**Texto mostrado**.

++++++++++

Mientras los hermanos Juan y Alonso seguían con sus disputas familiares (las normales, cuando hay dinero por medio); disputas que llegaron hasta la muerte de Juan; el pueblo de Santiago de la Torre parecía ajeno a todo y vivía la segunda mitad del siglo XV como un revival. Los viejos siempre recuerdan un pasado mejor, pero en el caso de Santiago, no parecían equivocarse, pues había conocido un lugar habitado por cien vecinos, es decir unas cuatrocientas almas, un pueblo feliz con sus fiestas y sus músicos y, sobre todo, un pueblo de pastores. De Santiago, será la familia, luego sanclementina, de los Herreros, que decían ser descendientes de los conquistadores de Madrid (algo, de esa u otra ciudad, a lo que todos podremos aspirar si rascamos en nuestros ancestros) o tal decían doscientos años después, ahora, a finales del siglo XV, se dedicaban a hacer dinero: criando ganado y predicando su odio a los Pacheco o a cualquiera de sus aliados. Era un caso notorio, pues los santiagueros no disponían de tantas cabezas de ganado, aunque fue la posesión de ovejas y cabras la causa de su decadencia como pueblo y su reducción a menos de treinta casas hacia 1520.
En esa decadencia, parte de culpa, bastante diríamos, tuvieron los provencianos y los sanclementinos, que, aunque de amigos tenían poco, por no decir nada, sí participaron de una idea común: intentar hacerse ricos, o al menos salir de la miseria, plantando viñas. Fue un movimiento roturador frenético; largas lenguas de hileras de viñedo salieron de ambos pueblos para confluir. Su resultado fue que acabaron con los pastos de las ovejas de Santiago de la Torre y, mucho peor, desecaron los lavajos y arroyos. Las aguas corrientes devinieron en estancadas y, de ahí, en foco de enfermedades que diezmaron las ovejas y la población de Santiago de la Torre. Los más arriesgados, o necesitados, abandonaron el pueblo, se convirtieron en agricultores y emigraron a Las Pedroñeras en cuyo auge no es ajena la migración santiaguera.
Mientras sus vecinos se iban, su señor, Bernardino del Castillo Portocarrero, hijo de Juan y nieto de Pedro, competía con su amigo Alonso de Calatayud, por establecer un régimen de terror con sus vasallos. La fortaleza de Santiago era tan odiada como la de los Calatayud en El Provencio. Si la de los Calatayud sería arrasada por los provencianos en Las Comunidades, la de Santiago de la Torre se había librado treinta años antes de ser quemada por los mismos provencianos que hasta allí acudieron con sus carros llenos de paja. No parece que eso arredrara a don Bernardino con fama de colgar de las almenas a alguno de sus alcaides.

++++++++++

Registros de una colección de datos
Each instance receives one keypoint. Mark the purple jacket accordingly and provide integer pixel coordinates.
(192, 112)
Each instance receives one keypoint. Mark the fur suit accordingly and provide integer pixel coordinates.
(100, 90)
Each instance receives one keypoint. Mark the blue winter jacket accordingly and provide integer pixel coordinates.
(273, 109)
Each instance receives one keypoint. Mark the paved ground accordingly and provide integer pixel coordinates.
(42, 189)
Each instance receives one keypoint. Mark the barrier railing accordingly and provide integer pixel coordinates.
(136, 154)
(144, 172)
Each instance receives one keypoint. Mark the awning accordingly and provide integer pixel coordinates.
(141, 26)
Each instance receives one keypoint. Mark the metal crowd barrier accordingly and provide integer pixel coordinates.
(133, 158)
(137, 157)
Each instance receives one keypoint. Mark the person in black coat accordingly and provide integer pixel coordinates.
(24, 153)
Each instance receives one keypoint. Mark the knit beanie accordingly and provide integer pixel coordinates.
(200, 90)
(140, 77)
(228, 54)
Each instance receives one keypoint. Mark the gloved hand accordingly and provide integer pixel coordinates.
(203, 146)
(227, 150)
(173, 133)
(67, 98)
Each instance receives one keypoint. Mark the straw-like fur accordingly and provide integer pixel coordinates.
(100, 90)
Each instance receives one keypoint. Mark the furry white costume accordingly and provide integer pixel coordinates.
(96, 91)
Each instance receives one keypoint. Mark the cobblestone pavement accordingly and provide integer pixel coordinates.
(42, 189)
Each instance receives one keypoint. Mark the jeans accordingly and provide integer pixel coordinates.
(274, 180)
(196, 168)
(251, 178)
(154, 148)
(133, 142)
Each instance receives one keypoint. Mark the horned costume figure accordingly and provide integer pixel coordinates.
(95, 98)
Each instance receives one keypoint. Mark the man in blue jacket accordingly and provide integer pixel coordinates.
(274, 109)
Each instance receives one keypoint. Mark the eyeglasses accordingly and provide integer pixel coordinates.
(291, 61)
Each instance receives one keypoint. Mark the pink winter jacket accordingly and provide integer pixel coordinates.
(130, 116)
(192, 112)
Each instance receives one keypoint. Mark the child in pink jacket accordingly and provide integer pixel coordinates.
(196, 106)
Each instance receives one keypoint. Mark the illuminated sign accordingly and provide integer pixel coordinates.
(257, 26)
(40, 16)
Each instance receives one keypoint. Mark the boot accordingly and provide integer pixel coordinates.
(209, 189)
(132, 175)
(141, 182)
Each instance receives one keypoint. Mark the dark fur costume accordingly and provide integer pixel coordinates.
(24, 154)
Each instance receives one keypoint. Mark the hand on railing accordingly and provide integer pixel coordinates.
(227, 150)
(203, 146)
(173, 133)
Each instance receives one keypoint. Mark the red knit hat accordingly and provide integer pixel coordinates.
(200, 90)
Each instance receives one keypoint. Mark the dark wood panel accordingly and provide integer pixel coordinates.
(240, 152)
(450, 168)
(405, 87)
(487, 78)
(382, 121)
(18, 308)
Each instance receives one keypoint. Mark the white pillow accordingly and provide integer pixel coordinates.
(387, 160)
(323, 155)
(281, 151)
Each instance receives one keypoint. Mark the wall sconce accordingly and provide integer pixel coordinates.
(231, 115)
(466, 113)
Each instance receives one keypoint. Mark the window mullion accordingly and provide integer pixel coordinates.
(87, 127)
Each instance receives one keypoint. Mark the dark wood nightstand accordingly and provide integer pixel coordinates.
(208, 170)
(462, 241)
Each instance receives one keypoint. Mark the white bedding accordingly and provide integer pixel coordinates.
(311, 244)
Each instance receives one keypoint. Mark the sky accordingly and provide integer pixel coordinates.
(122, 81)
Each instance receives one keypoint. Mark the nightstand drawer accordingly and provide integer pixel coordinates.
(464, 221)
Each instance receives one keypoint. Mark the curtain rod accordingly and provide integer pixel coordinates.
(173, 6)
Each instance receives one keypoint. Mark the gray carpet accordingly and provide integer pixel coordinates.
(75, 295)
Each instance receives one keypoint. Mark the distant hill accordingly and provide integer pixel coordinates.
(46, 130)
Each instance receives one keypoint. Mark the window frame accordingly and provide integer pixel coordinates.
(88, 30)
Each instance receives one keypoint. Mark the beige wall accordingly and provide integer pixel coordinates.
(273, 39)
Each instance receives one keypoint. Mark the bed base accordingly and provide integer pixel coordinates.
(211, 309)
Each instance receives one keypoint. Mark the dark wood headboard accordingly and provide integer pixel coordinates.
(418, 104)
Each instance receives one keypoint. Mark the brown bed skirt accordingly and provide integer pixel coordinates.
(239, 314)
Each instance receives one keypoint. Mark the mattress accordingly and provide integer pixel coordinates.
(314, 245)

++++++++++

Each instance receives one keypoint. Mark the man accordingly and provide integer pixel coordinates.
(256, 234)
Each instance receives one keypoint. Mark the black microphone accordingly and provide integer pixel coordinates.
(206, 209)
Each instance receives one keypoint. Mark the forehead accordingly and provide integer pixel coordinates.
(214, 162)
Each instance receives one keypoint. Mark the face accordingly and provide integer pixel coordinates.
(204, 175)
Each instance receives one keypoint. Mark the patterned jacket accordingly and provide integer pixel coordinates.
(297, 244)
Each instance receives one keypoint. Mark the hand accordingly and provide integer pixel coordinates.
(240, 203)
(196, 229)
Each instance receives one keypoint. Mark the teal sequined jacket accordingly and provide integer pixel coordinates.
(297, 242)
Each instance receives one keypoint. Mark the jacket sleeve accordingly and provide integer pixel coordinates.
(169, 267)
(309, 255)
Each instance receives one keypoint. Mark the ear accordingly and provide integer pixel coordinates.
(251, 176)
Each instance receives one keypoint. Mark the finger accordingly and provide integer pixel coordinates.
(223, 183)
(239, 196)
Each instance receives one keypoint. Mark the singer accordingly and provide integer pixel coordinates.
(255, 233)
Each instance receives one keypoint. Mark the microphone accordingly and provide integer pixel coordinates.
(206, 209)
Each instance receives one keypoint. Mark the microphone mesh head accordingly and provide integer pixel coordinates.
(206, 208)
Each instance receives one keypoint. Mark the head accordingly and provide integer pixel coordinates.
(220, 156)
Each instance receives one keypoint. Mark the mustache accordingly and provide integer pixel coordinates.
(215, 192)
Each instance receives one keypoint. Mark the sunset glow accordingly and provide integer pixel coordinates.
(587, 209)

++++++++++

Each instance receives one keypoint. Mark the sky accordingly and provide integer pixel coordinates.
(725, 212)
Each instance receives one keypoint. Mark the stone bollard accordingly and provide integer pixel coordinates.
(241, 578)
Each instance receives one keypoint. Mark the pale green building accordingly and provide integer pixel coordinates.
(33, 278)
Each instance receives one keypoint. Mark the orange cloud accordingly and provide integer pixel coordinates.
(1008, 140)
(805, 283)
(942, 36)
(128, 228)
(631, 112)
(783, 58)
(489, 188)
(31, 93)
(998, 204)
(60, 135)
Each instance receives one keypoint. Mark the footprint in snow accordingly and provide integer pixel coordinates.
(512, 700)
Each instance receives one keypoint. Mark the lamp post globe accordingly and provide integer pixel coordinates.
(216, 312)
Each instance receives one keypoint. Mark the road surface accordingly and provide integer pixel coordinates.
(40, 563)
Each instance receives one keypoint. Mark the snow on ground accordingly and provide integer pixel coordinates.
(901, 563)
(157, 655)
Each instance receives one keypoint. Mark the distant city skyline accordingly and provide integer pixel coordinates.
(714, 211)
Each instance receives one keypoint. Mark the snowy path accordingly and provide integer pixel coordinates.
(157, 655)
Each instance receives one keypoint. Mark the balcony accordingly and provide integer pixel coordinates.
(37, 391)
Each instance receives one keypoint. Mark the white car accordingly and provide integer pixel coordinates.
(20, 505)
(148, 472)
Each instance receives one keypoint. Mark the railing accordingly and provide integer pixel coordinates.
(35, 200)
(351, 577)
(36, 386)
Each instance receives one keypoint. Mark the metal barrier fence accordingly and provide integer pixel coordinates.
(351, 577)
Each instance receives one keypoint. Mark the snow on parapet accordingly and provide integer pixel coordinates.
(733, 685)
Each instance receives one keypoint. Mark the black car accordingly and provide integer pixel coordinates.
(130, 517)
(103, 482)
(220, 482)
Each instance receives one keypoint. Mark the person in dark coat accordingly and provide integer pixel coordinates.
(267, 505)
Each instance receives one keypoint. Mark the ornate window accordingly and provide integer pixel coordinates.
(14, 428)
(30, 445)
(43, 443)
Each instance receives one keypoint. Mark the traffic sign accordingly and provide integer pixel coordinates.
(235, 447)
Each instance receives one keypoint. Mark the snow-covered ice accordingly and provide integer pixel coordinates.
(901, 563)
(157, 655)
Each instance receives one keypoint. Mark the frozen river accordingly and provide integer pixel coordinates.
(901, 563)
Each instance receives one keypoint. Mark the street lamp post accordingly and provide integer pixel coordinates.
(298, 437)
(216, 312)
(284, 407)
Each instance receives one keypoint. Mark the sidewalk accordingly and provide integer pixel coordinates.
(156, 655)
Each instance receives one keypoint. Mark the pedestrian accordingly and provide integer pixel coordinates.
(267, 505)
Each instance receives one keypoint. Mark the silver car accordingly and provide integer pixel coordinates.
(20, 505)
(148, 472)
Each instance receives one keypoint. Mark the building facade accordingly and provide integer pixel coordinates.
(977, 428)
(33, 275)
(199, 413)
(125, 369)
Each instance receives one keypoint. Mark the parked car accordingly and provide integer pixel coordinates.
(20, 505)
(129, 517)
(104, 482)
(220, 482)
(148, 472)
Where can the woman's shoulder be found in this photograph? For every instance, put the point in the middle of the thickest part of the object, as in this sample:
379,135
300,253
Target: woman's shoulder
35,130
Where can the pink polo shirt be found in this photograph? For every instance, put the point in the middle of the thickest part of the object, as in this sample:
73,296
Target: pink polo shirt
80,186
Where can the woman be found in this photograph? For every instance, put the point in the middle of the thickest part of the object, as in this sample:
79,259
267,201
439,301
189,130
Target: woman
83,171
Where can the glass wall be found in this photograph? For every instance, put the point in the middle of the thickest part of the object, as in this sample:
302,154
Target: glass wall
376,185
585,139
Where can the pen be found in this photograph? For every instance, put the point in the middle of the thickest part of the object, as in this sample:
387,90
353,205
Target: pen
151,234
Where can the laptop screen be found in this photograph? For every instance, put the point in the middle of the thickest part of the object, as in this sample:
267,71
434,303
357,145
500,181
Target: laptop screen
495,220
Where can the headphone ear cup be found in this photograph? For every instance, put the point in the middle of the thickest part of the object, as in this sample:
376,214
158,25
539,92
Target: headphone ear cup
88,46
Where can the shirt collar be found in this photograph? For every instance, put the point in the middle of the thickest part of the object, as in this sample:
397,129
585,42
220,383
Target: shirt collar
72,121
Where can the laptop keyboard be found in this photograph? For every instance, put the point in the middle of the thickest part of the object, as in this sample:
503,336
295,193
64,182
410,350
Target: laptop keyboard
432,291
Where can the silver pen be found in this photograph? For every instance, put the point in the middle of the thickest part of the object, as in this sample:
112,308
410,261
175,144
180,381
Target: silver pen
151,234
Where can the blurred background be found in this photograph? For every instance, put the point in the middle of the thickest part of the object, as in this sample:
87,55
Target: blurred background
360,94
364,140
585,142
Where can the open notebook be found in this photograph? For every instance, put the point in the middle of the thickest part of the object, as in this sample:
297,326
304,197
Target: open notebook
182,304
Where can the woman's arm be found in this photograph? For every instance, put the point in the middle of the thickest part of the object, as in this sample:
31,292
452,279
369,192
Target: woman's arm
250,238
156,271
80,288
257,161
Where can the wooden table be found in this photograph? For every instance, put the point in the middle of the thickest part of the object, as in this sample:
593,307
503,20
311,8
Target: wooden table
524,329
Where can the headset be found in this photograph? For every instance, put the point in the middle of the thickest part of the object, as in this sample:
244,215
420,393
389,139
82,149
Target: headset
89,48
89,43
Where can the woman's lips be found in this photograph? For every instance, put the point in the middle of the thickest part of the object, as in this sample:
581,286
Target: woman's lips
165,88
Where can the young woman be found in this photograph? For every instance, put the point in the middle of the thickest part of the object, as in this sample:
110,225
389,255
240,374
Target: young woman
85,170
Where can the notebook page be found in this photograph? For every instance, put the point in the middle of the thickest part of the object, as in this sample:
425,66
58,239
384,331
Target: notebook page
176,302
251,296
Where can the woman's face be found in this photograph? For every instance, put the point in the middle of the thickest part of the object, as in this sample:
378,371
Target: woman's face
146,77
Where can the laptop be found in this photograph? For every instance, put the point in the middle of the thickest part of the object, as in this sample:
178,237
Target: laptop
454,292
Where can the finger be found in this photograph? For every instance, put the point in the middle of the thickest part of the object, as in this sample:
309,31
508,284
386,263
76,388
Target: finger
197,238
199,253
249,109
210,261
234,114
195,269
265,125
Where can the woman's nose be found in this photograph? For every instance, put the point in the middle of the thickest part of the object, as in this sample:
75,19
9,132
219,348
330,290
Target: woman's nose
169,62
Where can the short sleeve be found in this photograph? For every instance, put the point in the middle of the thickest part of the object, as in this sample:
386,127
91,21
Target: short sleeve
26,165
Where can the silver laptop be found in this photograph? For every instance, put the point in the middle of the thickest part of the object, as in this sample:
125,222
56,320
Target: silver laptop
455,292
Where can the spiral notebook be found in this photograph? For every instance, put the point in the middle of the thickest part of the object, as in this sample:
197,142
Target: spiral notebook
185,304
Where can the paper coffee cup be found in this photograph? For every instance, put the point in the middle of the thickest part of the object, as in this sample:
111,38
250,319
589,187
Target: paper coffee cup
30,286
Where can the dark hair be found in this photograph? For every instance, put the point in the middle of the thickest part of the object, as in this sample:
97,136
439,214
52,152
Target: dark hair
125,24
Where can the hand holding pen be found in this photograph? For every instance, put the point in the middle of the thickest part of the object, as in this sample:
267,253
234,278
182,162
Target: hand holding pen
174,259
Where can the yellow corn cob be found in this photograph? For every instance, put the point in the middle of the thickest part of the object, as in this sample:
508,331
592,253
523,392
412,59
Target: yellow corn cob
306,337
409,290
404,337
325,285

++++++++++

**Qué hacer A**. Según el texto sobre Santiago de la Torre, ¿hacia qué año quedó reducido el pueblo a menos de treinta casas?
**Qué hacer B**. Repite tal cual el pasaje del texto sobre Santiago de la Torre que va desde "Mientras sus vecinos" hasta "de sus alcaides.", con ambos extremos incluidos.

**Tu respuesta A**. Hacia 1520.

**Tu respuesta B**.
Mientras sus vecinos se iban, su señor, Bernardino del Castillo Portocarrero, hijo de Juan y nieto de Pedro, competía con su amigo Alonso de Calatayud, por establecer un régimen de terror con sus vasallos. La fortaleza de Santiago era tan odiada como la de los Calatayud en El Provencio. Si la de los Calatayud sería arrasada por los provencianos en Las Comunidades, la de Santiago de la Torre se había librado treinta años antes de ser quemada por los mismos provencianos que hasta allí acudieron con sus carros llenos de paja. No parece que eso arredrara a don Bernardino con fama de colgar de las almenas a alguno de sus alcaides.